BEGIN INFORMATION SHOWN

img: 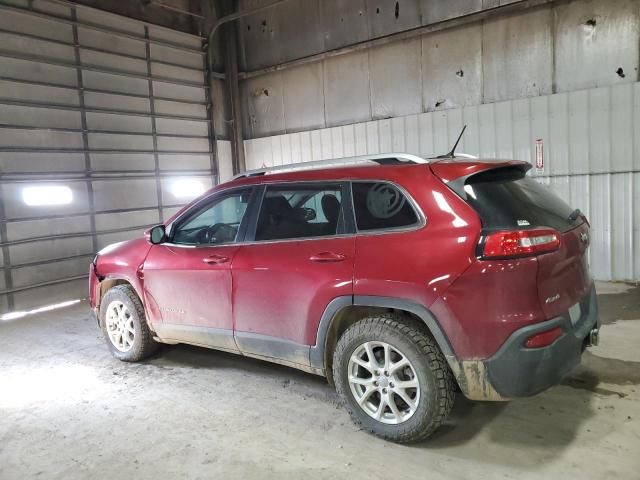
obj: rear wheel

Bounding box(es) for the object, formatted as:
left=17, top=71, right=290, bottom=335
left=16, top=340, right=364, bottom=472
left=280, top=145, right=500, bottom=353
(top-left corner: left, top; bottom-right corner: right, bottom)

END INFORMATION SHOWN

**PROBLEM:** Reproduce the text of the records above line for line without changing anything, and leave out the pictures.

**SOLUTION TO THIS PROBLEM:**
img: 
obj: rear wheel

Bounding box(es) for the object, formatted as:
left=17, top=71, right=290, bottom=335
left=16, top=340, right=364, bottom=472
left=280, top=145, right=500, bottom=353
(top-left corner: left, top; bottom-right corner: right, bottom)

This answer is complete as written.